▶ _Directions_
Please reproduce the entries below, swapping "pick out" for "mark" wherever it occurs and leaving everything else unchanged.

▶ _Records for processing_
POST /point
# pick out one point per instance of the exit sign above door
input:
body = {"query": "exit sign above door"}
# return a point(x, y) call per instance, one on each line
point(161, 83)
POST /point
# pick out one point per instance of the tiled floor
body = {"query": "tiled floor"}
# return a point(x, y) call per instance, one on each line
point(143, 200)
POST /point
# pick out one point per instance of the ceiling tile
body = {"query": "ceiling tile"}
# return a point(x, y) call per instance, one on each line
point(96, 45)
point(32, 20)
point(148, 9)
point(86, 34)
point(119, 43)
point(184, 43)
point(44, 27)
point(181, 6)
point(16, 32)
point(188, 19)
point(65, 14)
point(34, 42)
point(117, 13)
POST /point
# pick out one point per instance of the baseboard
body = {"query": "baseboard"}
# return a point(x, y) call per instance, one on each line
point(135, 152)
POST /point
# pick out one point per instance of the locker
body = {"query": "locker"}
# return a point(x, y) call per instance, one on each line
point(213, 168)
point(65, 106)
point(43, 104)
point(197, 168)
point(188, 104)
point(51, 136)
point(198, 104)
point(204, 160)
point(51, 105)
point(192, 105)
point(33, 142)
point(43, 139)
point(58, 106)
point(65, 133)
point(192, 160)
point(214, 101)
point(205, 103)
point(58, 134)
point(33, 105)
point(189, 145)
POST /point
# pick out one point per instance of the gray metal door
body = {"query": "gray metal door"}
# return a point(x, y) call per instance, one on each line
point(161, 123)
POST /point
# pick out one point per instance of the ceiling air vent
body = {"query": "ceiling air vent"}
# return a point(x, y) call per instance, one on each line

▶ _Solution_
POST /point
# mark one point per instance of the exit sign above door
input:
body = {"query": "exit sign above door"}
# return a point(x, y) call per instance, one on each line
point(161, 83)
POST /point
# mark one point per instance of the tiled floor
body = {"query": "tiled floor"}
# return a point(x, y) call per instance, one on each line
point(143, 200)
POST /point
# mark one point per instance of the ceiling tile
body = {"query": "ceiling tile"}
# return a point(x, y) call per instance, one on each line
point(96, 45)
point(32, 20)
point(148, 9)
point(86, 34)
point(119, 43)
point(184, 43)
point(44, 27)
point(181, 6)
point(16, 32)
point(188, 19)
point(65, 14)
point(34, 42)
point(117, 13)
POST /point
# mark one point per instance of the baseboard
body = {"query": "baseboard"}
# return a point(x, y) call per instance, one on each line
point(135, 152)
POST /point
# mark one point per instance of the locker
body = {"query": "locker"}
# return a point(x, y) call per instance, one on each line
point(213, 168)
point(65, 106)
point(43, 104)
point(197, 168)
point(188, 104)
point(51, 136)
point(198, 104)
point(204, 160)
point(51, 105)
point(192, 105)
point(33, 142)
point(43, 139)
point(58, 106)
point(65, 133)
point(192, 160)
point(214, 101)
point(205, 103)
point(58, 134)
point(33, 105)
point(189, 145)
POST /point
# mark one point per instance of the gray metal door
body = {"query": "gray metal door"}
# return a point(x, y) call per instance, one on each line
point(161, 123)
POST /point
# mark one point per instance of the ceiling air vent
body = {"query": "ceiling air vent"}
# return a point(x, y) call per instance, one on each line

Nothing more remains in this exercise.